## PROBLEM REQUIREMENTS
Look below for the line containing "like [401, 171]." and the line containing "like [160, 2]."; repeat exactly those two lines and all lines between them, and nothing else.

----------------

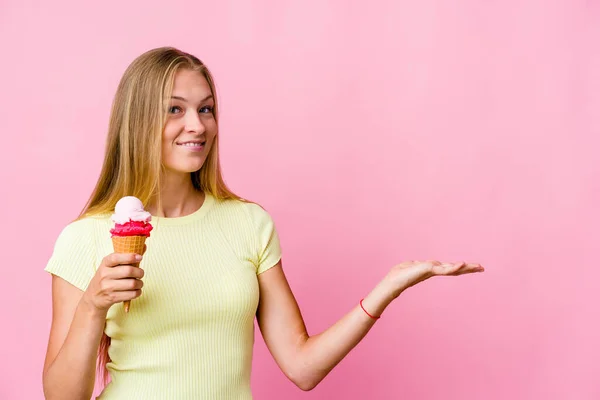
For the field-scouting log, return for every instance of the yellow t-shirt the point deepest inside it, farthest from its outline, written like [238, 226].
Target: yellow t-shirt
[191, 333]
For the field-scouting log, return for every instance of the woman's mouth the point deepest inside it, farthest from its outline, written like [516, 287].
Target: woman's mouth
[193, 145]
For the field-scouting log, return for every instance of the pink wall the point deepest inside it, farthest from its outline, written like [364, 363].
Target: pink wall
[435, 130]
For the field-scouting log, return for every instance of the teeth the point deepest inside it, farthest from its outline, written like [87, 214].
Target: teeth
[191, 144]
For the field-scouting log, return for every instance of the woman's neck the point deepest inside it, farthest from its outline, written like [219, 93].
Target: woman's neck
[178, 198]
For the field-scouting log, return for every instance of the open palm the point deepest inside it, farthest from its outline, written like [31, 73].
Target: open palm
[409, 273]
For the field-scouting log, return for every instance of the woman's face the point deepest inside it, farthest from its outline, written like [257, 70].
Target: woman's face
[191, 127]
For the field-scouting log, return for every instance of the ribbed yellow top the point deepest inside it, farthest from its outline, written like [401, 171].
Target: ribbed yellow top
[191, 333]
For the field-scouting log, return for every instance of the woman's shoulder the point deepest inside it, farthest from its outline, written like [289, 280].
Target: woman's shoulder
[83, 227]
[242, 208]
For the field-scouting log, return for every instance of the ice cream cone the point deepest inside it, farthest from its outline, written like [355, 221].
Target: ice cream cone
[129, 244]
[132, 227]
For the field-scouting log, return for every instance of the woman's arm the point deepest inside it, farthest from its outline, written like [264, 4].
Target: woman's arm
[78, 320]
[307, 360]
[70, 365]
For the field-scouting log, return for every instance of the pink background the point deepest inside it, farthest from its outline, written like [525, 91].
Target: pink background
[373, 134]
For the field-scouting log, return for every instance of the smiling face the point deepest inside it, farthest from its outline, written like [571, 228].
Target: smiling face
[191, 126]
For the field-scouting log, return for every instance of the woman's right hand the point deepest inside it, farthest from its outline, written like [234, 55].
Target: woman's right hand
[115, 281]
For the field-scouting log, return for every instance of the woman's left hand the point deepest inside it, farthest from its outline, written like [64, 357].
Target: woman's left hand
[409, 273]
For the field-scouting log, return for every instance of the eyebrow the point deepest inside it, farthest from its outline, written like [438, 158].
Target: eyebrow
[210, 96]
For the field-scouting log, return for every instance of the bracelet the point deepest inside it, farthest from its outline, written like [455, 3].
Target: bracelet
[372, 316]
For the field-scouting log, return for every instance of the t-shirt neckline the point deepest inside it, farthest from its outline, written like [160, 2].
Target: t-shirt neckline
[195, 216]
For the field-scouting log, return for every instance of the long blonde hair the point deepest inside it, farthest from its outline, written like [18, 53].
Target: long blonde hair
[132, 162]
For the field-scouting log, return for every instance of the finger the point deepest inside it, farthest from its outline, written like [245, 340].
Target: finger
[119, 297]
[126, 271]
[474, 267]
[434, 262]
[124, 285]
[114, 259]
[452, 268]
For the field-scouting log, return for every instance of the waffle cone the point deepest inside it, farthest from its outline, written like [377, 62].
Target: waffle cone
[129, 244]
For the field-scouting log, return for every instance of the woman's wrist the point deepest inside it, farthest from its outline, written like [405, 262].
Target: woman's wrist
[378, 299]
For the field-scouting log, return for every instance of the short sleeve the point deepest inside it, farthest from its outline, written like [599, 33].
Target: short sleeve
[74, 256]
[268, 251]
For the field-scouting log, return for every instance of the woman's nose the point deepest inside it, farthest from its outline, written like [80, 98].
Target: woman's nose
[193, 123]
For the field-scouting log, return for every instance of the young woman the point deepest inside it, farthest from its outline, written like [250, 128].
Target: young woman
[213, 263]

----------------

## PROBLEM SOLUTION
For the field-scouting log, return for every instance of the ribbed yellow top the point deepest inside it, farthest from its outline, written like [401, 171].
Target: ribbed yellow top
[191, 333]
For the field-scouting log, return for every instance of the woman's shoulder the point deepest inside it, farthest from its outline, written like [289, 280].
Target: woman's shoulder
[83, 227]
[242, 208]
For the field-scouting log, return for every instance of the ice cream cone the point deepest inside it, farthest from its outline, written like [355, 221].
Target: ice cream cone
[129, 244]
[132, 227]
For the field-scouting log, return for every instance of the woman's arm the point deepest inside it, farthest from its outline, written like [264, 4].
Target: woman's arm
[78, 320]
[307, 360]
[70, 365]
For the field-scouting log, return for every instance of the pink background the point deepest inside it, farthest from its outline, written like [525, 91].
Target: pink background
[373, 134]
For the field-scouting log, return for every instance of the smiling face the point deepest inside it, farthest from its outline, written like [571, 228].
Target: smiling face
[191, 126]
For the field-scouting log, return for every instance of the woman's right hand the point deepest inside it, farthest from its outline, written like [234, 55].
Target: woman's right hand
[115, 281]
For the field-scouting log, return for every instance of the woman's left hand the point deepest inside it, farthest from its outline, written like [64, 357].
Target: woman's left hand
[409, 273]
For the field-scouting log, return for every instance of the eyebrow the point deepest inside it, farthest from its outline, written like [438, 158].
Target: eyebrow
[210, 96]
For the field-scouting log, return for every instance of the bracelet the point deepest inside it, farthest from its outline, written like [455, 3].
Target: bracelet
[372, 316]
For the field-scouting log, return for every instance of the t-shirt neckline the point deepest inside it, farthest from its outline, written like [160, 2].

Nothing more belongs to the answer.